Given exercise: Reproduce every line of the items below verbatim, without changing a single character.

Records shown:
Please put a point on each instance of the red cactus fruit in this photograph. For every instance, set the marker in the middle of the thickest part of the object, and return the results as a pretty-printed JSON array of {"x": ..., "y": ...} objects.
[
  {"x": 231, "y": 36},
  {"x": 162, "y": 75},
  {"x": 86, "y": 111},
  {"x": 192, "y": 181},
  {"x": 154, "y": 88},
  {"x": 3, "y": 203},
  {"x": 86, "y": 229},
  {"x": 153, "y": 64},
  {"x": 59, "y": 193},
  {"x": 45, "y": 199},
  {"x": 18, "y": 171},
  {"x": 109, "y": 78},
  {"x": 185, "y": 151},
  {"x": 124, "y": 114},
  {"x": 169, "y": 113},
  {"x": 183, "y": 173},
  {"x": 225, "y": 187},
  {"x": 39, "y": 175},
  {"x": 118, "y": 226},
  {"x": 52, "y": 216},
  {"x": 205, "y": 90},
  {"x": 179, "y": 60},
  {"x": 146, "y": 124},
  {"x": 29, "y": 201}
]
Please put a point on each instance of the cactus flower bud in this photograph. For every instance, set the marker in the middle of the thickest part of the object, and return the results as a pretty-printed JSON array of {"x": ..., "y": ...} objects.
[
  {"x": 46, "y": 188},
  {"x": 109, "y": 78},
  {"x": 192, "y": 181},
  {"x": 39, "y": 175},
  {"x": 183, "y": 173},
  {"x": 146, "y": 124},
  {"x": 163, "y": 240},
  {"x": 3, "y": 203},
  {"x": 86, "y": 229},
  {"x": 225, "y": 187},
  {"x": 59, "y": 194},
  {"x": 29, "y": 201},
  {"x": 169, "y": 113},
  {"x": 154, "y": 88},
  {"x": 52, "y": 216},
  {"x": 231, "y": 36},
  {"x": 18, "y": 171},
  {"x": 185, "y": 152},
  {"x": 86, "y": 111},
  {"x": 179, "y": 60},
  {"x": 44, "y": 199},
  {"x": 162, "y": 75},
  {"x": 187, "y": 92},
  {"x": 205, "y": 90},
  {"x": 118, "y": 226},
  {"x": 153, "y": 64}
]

Solution to the problem:
Please put a point on each instance of the red cactus fruit in this photograph. For every instance, set the marker in the middle of the thickest part of the object, and return the results as a pretty-printed JSON array of {"x": ..., "y": ...} objects.
[
  {"x": 231, "y": 36},
  {"x": 162, "y": 75},
  {"x": 86, "y": 111},
  {"x": 192, "y": 181},
  {"x": 154, "y": 88},
  {"x": 3, "y": 203},
  {"x": 86, "y": 229},
  {"x": 153, "y": 64},
  {"x": 59, "y": 193},
  {"x": 45, "y": 199},
  {"x": 18, "y": 171},
  {"x": 109, "y": 78},
  {"x": 185, "y": 151},
  {"x": 124, "y": 114},
  {"x": 169, "y": 113},
  {"x": 183, "y": 173},
  {"x": 225, "y": 187},
  {"x": 39, "y": 175},
  {"x": 118, "y": 226},
  {"x": 52, "y": 216},
  {"x": 205, "y": 90},
  {"x": 179, "y": 60},
  {"x": 146, "y": 124},
  {"x": 29, "y": 201}
]
Please put a point on each instance of the cactus flower bud in this photograph. For every instance, set the marker in the middle of the thickest part of the object, and return the results as a pretty-printed JSON array of {"x": ..., "y": ...} objects.
[
  {"x": 46, "y": 188},
  {"x": 109, "y": 78},
  {"x": 192, "y": 181},
  {"x": 39, "y": 175},
  {"x": 183, "y": 173},
  {"x": 146, "y": 124},
  {"x": 163, "y": 240},
  {"x": 3, "y": 203},
  {"x": 86, "y": 229},
  {"x": 225, "y": 187},
  {"x": 59, "y": 194},
  {"x": 29, "y": 201},
  {"x": 169, "y": 113},
  {"x": 154, "y": 88},
  {"x": 52, "y": 216},
  {"x": 231, "y": 36},
  {"x": 18, "y": 171},
  {"x": 185, "y": 152},
  {"x": 86, "y": 111},
  {"x": 179, "y": 60},
  {"x": 44, "y": 199},
  {"x": 162, "y": 75},
  {"x": 187, "y": 92},
  {"x": 205, "y": 90},
  {"x": 118, "y": 226},
  {"x": 153, "y": 64}
]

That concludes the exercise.